=== Supplied material ===
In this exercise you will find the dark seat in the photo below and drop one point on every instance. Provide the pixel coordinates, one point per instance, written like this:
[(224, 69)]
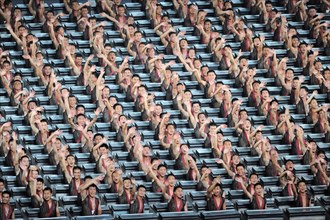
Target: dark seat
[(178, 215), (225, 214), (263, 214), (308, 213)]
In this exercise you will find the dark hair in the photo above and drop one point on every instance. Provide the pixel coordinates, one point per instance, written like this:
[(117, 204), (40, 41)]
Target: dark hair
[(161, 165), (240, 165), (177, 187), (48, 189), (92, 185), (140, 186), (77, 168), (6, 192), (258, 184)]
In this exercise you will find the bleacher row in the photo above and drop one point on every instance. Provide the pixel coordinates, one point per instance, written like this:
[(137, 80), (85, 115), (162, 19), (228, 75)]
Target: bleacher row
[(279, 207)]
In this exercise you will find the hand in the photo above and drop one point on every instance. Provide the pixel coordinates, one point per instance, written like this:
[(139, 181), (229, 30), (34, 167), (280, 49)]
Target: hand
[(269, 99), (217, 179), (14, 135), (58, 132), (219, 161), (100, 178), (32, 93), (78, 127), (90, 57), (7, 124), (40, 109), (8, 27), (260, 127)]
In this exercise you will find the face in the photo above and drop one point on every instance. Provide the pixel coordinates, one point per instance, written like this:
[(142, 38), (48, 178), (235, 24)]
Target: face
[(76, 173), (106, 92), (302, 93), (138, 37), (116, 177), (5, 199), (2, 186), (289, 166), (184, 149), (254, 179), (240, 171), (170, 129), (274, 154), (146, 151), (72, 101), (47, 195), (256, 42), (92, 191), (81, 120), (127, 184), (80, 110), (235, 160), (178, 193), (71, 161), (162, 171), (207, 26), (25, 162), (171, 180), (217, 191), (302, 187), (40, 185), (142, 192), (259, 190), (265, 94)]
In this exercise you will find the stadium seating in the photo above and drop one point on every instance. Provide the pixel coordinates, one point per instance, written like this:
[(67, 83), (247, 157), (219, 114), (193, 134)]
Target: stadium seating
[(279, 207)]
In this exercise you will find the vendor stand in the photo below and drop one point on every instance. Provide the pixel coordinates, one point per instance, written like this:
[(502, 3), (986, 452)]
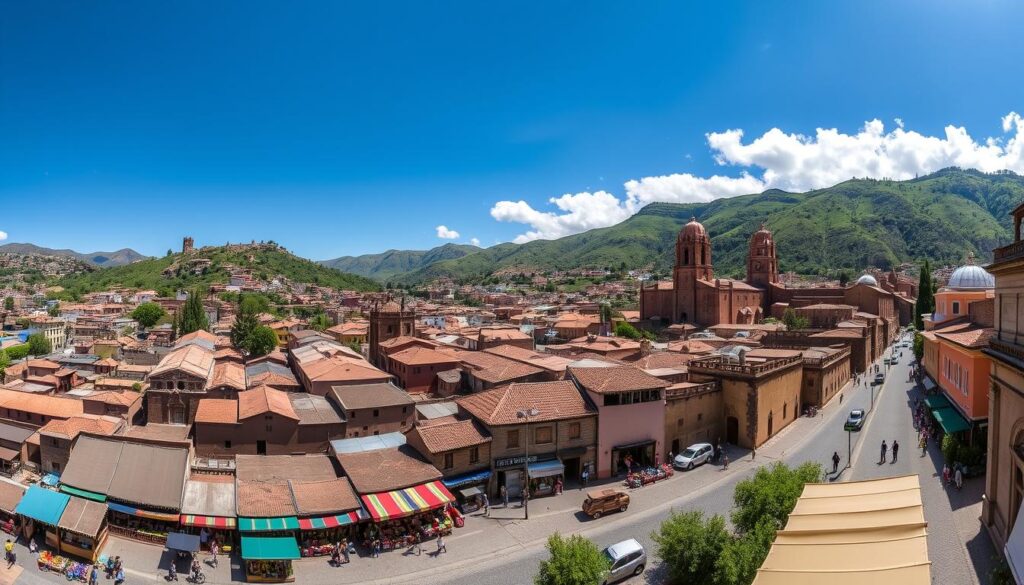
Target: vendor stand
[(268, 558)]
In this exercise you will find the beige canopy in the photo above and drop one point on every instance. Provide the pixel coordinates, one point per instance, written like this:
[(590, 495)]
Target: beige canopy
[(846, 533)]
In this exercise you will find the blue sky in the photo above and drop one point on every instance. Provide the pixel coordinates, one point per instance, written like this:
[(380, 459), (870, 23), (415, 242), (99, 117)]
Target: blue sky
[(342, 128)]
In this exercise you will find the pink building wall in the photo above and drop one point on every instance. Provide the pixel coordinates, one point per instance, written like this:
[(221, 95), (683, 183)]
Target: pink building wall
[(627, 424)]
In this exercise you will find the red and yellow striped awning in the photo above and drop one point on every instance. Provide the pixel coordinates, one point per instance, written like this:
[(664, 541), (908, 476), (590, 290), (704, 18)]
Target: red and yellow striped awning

=== Work item ===
Your answer should be only the number of lines, in the entries above, that include "yellow".

=== Completed exercise ===
2